Directions:
Scan the material below and copy every line holding the word "whipped".
▬▬▬
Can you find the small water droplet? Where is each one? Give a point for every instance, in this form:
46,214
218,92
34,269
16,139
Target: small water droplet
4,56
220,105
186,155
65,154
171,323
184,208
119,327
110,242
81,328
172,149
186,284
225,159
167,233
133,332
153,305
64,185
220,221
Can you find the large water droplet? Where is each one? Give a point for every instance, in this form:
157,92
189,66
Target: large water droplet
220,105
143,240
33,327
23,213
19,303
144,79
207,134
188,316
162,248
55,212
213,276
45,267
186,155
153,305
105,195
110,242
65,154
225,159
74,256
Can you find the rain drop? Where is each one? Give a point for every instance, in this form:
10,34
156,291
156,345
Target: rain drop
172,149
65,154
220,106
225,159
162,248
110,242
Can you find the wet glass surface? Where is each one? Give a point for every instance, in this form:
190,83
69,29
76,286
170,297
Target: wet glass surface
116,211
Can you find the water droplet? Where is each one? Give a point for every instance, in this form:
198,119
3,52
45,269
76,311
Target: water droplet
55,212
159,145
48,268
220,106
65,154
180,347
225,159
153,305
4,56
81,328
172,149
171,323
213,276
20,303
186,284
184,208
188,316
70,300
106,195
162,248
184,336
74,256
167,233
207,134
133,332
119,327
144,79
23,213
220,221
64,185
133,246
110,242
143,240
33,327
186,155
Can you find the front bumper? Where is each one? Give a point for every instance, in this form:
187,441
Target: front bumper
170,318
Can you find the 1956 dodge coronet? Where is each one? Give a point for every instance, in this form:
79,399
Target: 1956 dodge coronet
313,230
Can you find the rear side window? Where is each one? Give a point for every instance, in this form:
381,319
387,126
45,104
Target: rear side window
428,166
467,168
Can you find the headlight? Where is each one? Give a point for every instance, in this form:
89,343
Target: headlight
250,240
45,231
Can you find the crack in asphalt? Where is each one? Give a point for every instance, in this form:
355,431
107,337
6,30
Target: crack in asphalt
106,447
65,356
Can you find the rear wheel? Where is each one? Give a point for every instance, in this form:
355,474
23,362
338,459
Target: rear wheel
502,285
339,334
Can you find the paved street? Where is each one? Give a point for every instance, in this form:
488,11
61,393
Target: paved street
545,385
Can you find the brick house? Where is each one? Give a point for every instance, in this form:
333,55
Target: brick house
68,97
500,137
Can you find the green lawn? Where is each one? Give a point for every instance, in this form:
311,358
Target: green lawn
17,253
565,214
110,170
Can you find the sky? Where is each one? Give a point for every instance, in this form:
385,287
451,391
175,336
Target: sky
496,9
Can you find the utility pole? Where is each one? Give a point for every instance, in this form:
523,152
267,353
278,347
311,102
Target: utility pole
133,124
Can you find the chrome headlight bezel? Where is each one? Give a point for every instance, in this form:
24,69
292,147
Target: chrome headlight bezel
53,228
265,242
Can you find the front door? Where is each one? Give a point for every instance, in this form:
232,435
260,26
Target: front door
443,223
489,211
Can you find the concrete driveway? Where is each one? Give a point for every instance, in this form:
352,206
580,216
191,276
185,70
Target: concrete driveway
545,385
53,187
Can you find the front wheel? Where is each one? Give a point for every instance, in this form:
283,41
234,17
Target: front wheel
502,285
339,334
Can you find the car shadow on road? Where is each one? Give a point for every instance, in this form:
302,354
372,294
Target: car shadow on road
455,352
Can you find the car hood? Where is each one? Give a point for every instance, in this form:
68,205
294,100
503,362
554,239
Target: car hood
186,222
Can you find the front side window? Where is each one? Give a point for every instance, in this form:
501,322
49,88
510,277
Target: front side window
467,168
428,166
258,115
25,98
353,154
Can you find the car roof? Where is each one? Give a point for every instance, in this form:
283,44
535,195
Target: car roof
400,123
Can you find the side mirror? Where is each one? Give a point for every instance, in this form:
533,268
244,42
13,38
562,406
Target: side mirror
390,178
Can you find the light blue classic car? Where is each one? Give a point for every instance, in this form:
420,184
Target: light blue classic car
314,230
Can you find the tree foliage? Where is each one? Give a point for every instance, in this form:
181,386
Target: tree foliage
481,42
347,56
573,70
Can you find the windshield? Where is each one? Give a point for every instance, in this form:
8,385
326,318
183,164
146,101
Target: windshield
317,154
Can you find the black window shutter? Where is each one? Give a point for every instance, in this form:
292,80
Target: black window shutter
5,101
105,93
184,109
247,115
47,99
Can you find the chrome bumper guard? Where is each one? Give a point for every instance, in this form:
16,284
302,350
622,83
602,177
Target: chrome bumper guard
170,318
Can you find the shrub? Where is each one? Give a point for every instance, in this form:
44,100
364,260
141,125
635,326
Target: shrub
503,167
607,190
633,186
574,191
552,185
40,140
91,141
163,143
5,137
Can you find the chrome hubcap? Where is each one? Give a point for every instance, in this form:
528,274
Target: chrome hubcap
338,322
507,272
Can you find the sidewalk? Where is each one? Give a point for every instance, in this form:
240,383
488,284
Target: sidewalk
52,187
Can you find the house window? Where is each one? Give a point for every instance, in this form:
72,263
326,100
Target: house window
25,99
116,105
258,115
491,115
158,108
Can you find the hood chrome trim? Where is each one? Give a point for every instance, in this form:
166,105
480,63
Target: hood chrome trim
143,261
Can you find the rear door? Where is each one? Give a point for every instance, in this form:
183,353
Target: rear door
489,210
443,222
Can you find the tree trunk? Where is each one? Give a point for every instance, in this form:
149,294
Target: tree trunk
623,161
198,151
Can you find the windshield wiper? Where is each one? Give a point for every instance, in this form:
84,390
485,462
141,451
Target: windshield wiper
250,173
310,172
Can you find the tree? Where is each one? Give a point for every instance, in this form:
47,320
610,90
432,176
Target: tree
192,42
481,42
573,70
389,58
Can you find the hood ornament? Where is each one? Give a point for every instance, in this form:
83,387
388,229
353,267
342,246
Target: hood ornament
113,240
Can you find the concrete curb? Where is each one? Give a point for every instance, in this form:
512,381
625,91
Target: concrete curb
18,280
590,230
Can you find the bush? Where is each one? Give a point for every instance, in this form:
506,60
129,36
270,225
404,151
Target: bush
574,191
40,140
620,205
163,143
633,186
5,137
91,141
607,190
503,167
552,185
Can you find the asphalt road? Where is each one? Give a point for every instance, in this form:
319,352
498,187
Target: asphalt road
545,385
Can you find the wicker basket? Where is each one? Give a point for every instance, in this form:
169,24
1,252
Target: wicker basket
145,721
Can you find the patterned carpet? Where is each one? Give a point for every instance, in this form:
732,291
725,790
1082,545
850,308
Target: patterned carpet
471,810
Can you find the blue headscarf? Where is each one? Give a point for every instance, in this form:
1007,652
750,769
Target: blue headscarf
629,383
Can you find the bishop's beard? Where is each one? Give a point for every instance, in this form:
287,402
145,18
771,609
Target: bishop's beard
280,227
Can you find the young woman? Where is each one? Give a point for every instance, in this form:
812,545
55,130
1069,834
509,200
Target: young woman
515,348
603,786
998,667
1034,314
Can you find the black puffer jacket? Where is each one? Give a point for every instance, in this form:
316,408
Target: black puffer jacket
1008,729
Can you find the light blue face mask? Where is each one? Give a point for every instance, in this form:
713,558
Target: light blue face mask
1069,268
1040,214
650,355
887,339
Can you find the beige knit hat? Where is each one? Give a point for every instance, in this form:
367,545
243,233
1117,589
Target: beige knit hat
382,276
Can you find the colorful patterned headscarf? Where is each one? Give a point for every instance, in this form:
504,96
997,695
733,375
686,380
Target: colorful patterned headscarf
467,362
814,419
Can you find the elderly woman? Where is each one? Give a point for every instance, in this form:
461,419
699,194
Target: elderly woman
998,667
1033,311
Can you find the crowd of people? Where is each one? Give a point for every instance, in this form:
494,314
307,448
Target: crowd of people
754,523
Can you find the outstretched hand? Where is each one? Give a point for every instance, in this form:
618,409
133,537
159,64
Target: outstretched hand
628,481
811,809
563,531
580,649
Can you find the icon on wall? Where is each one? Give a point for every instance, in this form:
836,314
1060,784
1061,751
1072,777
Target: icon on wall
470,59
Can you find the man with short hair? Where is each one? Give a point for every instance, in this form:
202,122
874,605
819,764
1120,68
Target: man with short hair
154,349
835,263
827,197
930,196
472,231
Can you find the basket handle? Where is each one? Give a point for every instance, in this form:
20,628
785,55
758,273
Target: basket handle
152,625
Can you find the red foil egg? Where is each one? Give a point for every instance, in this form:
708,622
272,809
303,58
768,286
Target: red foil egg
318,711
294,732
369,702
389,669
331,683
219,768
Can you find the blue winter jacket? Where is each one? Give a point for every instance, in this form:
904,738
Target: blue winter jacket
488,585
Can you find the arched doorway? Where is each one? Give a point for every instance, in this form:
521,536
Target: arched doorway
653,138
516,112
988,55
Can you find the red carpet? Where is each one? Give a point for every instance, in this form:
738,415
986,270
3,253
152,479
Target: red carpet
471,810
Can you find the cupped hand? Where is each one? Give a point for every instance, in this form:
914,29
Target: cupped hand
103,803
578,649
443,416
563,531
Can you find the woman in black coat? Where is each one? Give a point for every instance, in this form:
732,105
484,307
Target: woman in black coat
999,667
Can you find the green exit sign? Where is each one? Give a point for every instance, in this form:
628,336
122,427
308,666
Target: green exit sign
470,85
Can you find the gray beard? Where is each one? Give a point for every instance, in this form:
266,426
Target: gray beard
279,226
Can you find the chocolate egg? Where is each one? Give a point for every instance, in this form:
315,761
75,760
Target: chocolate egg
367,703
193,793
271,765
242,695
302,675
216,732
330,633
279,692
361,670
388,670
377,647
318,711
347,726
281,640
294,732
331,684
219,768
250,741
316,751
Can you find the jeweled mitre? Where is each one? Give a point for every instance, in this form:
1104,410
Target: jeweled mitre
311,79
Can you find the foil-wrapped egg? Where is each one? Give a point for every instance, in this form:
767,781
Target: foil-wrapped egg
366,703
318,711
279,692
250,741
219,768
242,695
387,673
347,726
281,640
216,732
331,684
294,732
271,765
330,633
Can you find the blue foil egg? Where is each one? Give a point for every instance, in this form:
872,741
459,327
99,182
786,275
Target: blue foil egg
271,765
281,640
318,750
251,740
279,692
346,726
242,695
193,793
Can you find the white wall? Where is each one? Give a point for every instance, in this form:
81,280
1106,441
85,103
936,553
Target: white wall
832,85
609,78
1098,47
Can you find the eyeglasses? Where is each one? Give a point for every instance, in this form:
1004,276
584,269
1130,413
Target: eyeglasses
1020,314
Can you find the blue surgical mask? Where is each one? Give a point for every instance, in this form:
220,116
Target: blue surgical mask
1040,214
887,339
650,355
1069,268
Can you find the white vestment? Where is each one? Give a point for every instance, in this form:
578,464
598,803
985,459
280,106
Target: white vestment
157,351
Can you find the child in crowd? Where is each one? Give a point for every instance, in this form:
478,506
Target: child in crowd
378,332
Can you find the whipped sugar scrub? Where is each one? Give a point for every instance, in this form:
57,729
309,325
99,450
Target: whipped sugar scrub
▬▬▬
Response to this task:
Can you find the whipped sugar scrub? Where is each one? Give a point for every instance, in this form:
Target: whipped sugar scrub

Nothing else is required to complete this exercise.